**Quoted text:**
And given that he survives the fall of the Empire given Ahsoka’s wanting to know his location during the events of the Mandalorian’s second season, my hopes for the character are looking bright.
Once again, using a suspiciously Sherlock Holmes-like act of deduction, he figures out the Twi’lek in front of him is Hera Syndulla and the diminutive Stormtrooper alongside her must be Ezra Bridger. Dispatching them incredibly easily, but not executing them there and then on the spot. Which would seem like the most prudent act, but this is Fantasy after all.
As an aside, I found myself wondering about the matter of Thrawn’s race being a sore spot in the empire amongst his peers, the inherent racisim within the Empire, which is almost exclusively human doesn’t seem to be something this children’s show would want to touch upon, but when Thrawn grabs his subordinate in rage when he badmouths Twi’lek history it seems like the xenophobia might be getting to him.
Then again, given what I know about Chiss and their own pretty inclusive, xenophobic culture, maybe Thrawn is just frustrated at being surrounded by so many fools. Either way, the writer’s ensure Thrawn seems like the master manipulator by standing by and watching everything go tits up for the incompetent Empire arching his fingertips and calling it enlightening.

**Exercise 1:**
Print the Thrawn passage from "Once again, using" up to and including "Fantasy after all.".
**Exercise 2:**
According to the Thrawn passage, who must the diminutive Stormtrooper be?
**Exercise 3:**
Please go on with the Thrawn passage, starting after its last sentence.
The entries aren't needed for any of this.

**Information given:**
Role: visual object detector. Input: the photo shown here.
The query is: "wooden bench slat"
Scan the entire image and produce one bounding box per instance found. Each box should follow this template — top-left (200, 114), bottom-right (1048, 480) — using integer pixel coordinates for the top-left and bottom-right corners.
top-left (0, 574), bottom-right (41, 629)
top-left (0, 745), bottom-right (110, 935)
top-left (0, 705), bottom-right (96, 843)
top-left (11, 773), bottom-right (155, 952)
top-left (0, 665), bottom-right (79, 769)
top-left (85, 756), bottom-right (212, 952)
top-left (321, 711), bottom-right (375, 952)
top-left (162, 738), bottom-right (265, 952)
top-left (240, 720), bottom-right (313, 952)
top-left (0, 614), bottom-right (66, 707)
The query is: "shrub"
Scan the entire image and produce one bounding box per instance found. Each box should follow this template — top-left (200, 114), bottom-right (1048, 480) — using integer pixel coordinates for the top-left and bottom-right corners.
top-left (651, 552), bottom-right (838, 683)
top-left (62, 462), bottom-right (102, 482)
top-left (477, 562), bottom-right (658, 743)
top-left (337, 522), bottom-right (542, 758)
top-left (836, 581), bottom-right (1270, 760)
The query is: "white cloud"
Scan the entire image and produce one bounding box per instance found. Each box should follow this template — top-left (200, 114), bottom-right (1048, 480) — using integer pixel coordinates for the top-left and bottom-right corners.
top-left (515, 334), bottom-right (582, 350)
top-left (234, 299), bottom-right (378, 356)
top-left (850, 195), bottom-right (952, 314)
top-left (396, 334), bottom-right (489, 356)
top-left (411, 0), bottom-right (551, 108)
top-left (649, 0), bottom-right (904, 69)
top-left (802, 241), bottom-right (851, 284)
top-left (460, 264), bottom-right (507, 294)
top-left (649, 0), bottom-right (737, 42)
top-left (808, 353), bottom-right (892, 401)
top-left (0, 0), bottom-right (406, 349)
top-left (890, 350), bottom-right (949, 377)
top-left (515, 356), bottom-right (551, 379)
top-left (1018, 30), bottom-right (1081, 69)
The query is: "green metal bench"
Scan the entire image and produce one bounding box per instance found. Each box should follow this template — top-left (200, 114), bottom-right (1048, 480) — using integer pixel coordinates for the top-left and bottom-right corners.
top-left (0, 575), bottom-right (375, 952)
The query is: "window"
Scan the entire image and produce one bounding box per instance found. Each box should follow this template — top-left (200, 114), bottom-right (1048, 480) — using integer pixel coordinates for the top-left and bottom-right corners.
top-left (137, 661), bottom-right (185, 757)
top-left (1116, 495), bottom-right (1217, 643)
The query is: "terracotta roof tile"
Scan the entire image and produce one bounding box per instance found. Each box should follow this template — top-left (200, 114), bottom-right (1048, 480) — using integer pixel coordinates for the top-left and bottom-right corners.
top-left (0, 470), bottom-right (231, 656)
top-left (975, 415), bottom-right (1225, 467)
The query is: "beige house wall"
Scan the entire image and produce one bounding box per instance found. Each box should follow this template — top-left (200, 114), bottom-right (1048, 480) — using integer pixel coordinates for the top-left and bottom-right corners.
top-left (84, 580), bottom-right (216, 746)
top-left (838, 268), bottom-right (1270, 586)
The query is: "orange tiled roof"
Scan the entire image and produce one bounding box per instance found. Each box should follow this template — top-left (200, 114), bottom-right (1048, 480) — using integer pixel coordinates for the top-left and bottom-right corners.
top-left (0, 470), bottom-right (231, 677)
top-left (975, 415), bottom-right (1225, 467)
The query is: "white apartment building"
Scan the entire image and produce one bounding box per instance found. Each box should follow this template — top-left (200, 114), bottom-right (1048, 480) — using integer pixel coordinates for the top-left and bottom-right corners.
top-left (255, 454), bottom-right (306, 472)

**Answer 1:**
Once again, using a suspiciously Sherlock Holmes-like act of deduction, he figures out the Twi’lek in front of him is Hera Syndulla and the diminutive Stormtrooper alongside her must be Ezra Bridger. Dispatching them incredibly easily, but not executing them there and then on the spot. Which would seem like the most prudent act, but this is Fantasy after all.

**Answer 2:**
Ezra Bridger.

**Answer 3:**
So things can continue to go like normal and our new villain looks like he has some grand scheme on the go without looking an idiot like his comrades.
This episode pretty exclusively seemed like a Thrawn vehicle; an episode to make him seem cool and make him seem like some master tactician, several steps ahead of pretty much everyone else in the Empire, so much so that he decides against executing Rebel prisoners that have proven a major thorn in the side of his compatriots and also purposely allows the Ghost to escape at the end. Truely, he is a tactical genius.
I guess it is pretty hard to ensure the heroes still get away and still make your new big bad villain seem like he’s in total control. Just have him smile and act like it was all a part of his plan. It’s just too bad this all really came at the expense of Hera in another episode that seemed like it might be focused on her given the title. But nope, big blue boy was the star of this one.
Not that I’m complaining.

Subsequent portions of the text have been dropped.